▶ [TASK OBJECTIVE] Please transcribe all of the records precisely.
[DATASET CONTENT — start]
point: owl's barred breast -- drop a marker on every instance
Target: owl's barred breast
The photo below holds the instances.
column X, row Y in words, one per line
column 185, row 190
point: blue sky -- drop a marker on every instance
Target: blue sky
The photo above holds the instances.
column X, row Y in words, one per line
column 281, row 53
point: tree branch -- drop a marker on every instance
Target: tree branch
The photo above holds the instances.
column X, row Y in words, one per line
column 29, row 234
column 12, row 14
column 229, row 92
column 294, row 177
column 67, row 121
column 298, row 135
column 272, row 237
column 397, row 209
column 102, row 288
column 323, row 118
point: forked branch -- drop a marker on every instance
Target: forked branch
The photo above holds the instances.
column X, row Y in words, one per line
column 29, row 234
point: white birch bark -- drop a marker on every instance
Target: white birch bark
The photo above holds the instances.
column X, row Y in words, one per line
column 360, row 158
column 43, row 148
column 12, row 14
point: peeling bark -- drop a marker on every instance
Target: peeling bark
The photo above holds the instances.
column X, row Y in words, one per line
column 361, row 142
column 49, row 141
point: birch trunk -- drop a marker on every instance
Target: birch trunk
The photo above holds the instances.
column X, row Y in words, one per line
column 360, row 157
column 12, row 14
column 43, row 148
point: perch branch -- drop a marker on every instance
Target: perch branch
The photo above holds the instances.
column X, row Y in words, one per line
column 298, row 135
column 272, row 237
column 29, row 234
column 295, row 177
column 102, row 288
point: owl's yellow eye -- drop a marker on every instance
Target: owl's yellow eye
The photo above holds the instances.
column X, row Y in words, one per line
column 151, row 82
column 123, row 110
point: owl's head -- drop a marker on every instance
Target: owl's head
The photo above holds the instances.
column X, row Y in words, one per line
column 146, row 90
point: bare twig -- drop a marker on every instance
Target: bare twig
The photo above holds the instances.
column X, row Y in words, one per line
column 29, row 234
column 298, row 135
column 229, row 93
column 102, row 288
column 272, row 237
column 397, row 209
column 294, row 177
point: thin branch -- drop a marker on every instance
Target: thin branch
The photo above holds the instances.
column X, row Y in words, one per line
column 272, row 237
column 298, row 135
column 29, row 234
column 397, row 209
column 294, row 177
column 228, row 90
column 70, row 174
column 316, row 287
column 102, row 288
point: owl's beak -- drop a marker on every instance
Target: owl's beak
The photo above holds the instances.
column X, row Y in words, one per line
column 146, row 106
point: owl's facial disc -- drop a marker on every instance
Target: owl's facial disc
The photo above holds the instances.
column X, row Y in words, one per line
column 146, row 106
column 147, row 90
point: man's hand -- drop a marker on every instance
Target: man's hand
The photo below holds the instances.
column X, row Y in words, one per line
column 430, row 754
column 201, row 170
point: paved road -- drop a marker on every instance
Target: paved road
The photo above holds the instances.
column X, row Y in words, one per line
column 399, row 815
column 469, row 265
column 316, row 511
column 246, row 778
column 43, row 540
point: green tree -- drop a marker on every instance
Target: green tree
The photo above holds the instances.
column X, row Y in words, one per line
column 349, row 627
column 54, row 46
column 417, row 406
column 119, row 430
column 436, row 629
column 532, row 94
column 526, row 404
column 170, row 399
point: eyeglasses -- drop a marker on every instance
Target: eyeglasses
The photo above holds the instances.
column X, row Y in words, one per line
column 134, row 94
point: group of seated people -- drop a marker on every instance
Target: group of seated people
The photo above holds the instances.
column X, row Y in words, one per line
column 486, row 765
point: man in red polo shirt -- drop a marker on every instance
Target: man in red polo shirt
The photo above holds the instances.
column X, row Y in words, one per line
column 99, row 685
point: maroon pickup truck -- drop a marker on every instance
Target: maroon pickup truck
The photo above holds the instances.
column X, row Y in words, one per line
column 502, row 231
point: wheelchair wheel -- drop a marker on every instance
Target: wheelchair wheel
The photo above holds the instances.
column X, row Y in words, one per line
[DATASET CONTENT — finish]
▶ [ANSWER SECTION]
point: owl's barred breast -- drop a marker on every instance
Target: owl's barred breast
The photo below holds the instances.
column X, row Y in words, one per line
column 185, row 190
point: blue sky -- drop a marker on every instance
Target: blue sky
The photo above holds the instances.
column X, row Y in words, one per line
column 281, row 53
point: tree branch -- drop a marker on every instance
Target: tree branch
The photo above holds the instances.
column X, row Y in words, one per line
column 29, row 234
column 12, row 14
column 229, row 92
column 294, row 177
column 67, row 121
column 298, row 135
column 272, row 237
column 397, row 209
column 102, row 288
column 323, row 118
point: forked branch -- drop a marker on every instance
Target: forked branch
The photo above holds the instances.
column X, row Y in words, one per line
column 29, row 234
point: white birch bark -- drop a marker on every instance
Target: white birch bark
The photo above holds the instances.
column X, row Y in words, one per line
column 360, row 158
column 43, row 148
column 12, row 14
point: peeling bark -- drop a marker on every instance
Target: peeling bark
The photo above holds the instances.
column X, row Y in words, one per line
column 361, row 142
column 49, row 141
point: birch trunk -- drop a marker on every instance
Target: birch trunk
The photo above holds the instances.
column X, row Y in words, one per line
column 360, row 157
column 12, row 14
column 43, row 148
point: perch branch -- drop a marker on every instance
Target: perch branch
The photo above holds the instances.
column X, row Y in words, one per line
column 298, row 135
column 272, row 237
column 29, row 234
column 295, row 177
column 102, row 288
point: owl's yellow eye -- drop a marker on every instance
Target: owl's yellow eye
The photo above holds the instances.
column X, row Y in words, one per line
column 151, row 82
column 123, row 110
point: owl's head -- drop a marker on every instance
Target: owl's head
The photo above holds the instances.
column X, row Y in words, one per line
column 146, row 90
point: bare twig -- drop a marker on every instance
Target: bare twig
The photo above holds the instances.
column X, row Y in words, one per line
column 29, row 234
column 298, row 135
column 229, row 93
column 102, row 288
column 272, row 237
column 397, row 209
column 294, row 177
point: thin branch -- drop a marker on every instance
Target: thin branch
The photo above holds the instances.
column X, row Y in words, one per line
column 272, row 237
column 298, row 135
column 29, row 234
column 397, row 209
column 294, row 177
column 228, row 90
column 70, row 174
column 316, row 287
column 102, row 288
point: owl's beak -- drop a marker on every instance
Target: owl's beak
The photo above holds the instances.
column X, row Y in words, one per line
column 146, row 106
point: owl's facial disc -- drop a marker on every instance
Target: owl's facial disc
The photo above holds the instances.
column X, row Y in words, one per line
column 146, row 106
column 147, row 90
point: man's hand -- drop a marker on every instance
Target: man's hand
The photo below holds the instances.
column X, row Y in words, one per line
column 430, row 754
column 201, row 170
point: paved road -- drop a marker on every instance
Target: paved road
The photo above holds the instances.
column X, row Y in words, one per line
column 399, row 815
column 469, row 265
column 316, row 511
column 246, row 778
column 43, row 540
point: green tree -- drop a marker on every instance
Target: green tree
The photo above holds the instances.
column X, row Y in words, one per line
column 349, row 627
column 54, row 46
column 417, row 406
column 119, row 430
column 436, row 629
column 532, row 94
column 526, row 404
column 170, row 399
point: eyeglasses -- drop a marker on every instance
Target: eyeglasses
The photo above holds the instances.
column X, row Y in words, one per line
column 134, row 94
point: group of seated people -- drop a marker on every instance
Target: group of seated people
The photo above holds the instances.
column X, row Y in words, one per line
column 486, row 765
point: man in red polo shirt -- drop a marker on every instance
Target: man in red polo shirt
The photo above holds the instances.
column X, row Y in words, one per line
column 99, row 685
point: maroon pickup truck -- drop a marker on every instance
Target: maroon pickup truck
The photo above holds the instances.
column X, row Y in words, one per line
column 502, row 231
point: wheelchair wheel -- drop a marker on every instance
Target: wheelchair wheel
The photo above holds the instances.
column X, row Y in words, one per line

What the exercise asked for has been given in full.